> Фрагмент страницы:
◆ ◆ ◆ ◆

2. Вторым моментом «лукавства» реформаторов стало введение «временнообязанного» состояния. «Общим положением…» 1861 г. срок временнообязанных отношений установлен не был. В то же время характер этих отношений фиксировался в уставных грамотах[6] размерами общинных наделов и крестьянскими повинностями в рамках общинной круговой поруки. На время этого состояния помещики, остающиеся собственниками земли, обязаны были, согласно «Общему положению…», предоставить в пользование крестьянам усадебную оседлость (небольшой участок земли, окружающий их жилище), а также полевой надел – в коллективное пользование сельскому обществу. Пользование полевым наделом (до заключения выкупной сделки) предполагало сохранение за крестьянской общиной, предусмотрительно скрепленной круговой порукой, прежних (слегка смягченных) повинностей в пользу помещика (оброка и барщины). Причем в течение девяти лет крестьяне были лишены права отказаться от пользования надельной землей. Помещик становился «попечителем» сельского общества временнообязанных крестьян, наделенным в своей вотчине фактически полицейскими функциями и правом решительного вмешательства в действия новой сельской администрации. При этом крестьяне считались теперь лично свободными.

◆ ◆ ◆ ◆

> Записи с отмеченными точками:
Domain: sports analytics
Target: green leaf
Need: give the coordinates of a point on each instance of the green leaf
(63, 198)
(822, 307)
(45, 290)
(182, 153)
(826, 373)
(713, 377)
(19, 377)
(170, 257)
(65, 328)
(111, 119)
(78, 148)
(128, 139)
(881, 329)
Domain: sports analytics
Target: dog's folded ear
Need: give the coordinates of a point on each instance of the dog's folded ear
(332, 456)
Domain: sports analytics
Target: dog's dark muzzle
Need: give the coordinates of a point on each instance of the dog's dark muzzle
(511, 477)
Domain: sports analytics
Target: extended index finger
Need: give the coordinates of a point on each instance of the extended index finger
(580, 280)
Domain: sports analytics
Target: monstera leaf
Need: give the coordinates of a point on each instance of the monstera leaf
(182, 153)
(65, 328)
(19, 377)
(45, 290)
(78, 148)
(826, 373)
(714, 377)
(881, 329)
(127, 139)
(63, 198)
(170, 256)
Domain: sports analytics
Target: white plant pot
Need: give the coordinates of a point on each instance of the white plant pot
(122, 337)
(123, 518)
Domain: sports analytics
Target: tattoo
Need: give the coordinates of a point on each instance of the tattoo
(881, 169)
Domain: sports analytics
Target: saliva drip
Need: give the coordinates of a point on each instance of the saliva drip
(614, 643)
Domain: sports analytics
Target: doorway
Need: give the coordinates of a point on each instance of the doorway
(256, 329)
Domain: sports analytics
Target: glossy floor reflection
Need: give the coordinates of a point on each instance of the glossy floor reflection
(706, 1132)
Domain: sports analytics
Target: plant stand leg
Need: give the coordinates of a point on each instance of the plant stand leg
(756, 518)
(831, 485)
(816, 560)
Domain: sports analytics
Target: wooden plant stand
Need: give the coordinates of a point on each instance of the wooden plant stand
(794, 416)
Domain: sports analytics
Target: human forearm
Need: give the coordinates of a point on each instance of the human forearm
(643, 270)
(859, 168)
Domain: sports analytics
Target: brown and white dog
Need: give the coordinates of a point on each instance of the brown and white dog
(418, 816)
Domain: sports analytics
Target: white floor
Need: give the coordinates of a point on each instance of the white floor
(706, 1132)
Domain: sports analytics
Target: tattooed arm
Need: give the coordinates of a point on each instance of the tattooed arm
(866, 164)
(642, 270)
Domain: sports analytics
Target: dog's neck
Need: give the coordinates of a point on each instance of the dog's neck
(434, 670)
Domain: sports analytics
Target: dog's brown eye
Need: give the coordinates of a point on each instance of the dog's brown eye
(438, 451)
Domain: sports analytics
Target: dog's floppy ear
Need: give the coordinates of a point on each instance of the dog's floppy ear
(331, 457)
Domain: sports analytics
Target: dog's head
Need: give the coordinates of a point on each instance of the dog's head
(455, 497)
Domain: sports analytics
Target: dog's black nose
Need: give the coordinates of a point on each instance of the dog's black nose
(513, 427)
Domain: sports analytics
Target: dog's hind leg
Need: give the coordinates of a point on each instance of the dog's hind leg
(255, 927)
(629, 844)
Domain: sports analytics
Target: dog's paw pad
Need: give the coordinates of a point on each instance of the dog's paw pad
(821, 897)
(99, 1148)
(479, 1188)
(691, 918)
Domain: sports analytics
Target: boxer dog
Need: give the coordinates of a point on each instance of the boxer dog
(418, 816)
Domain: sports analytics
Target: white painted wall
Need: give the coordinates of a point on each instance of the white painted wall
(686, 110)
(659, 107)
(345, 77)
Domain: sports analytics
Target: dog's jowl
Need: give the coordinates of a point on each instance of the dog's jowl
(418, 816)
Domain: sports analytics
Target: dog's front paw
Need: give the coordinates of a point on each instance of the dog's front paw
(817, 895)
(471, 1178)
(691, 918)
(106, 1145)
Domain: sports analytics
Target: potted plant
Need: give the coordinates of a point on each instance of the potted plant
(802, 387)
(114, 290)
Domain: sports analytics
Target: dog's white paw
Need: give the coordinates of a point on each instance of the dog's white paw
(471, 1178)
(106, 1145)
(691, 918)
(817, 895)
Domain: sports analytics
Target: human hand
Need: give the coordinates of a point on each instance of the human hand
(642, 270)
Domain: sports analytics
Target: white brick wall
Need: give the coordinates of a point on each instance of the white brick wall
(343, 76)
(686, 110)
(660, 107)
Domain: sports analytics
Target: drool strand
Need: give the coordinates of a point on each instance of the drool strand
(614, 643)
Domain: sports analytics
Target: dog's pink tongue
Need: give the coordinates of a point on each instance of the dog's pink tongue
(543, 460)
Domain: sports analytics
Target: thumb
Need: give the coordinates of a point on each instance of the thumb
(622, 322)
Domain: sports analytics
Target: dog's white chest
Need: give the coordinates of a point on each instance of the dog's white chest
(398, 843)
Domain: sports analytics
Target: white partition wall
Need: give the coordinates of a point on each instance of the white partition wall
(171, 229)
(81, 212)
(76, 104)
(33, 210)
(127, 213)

◆ ◆ ◆ ◆

> Задания:
1: Ответьте на вопросы по фрагменту о временнообязанном состоянии крестьян:
(a) В каких документах фиксировался характер временнообязанных отношений?
(b) Что во фрагменте называется усадебной оседлостью?
(c) Кем становился помещик по отношению к сельскому обществу временнообязанных крестьян?
2: Выведите все строки записей, в которых встречается слово «painted».
Текст и записи взяты из разных источников.

> Ответы к заданиям:
1:
(a) В уставных грамотах.
(b) Небольшой участок земли, окружающий жилище крестьян.
(c) «Попечителем».

2:
Target: white painted wall
Need: give the coordinates of a point on each instance of the white painted wall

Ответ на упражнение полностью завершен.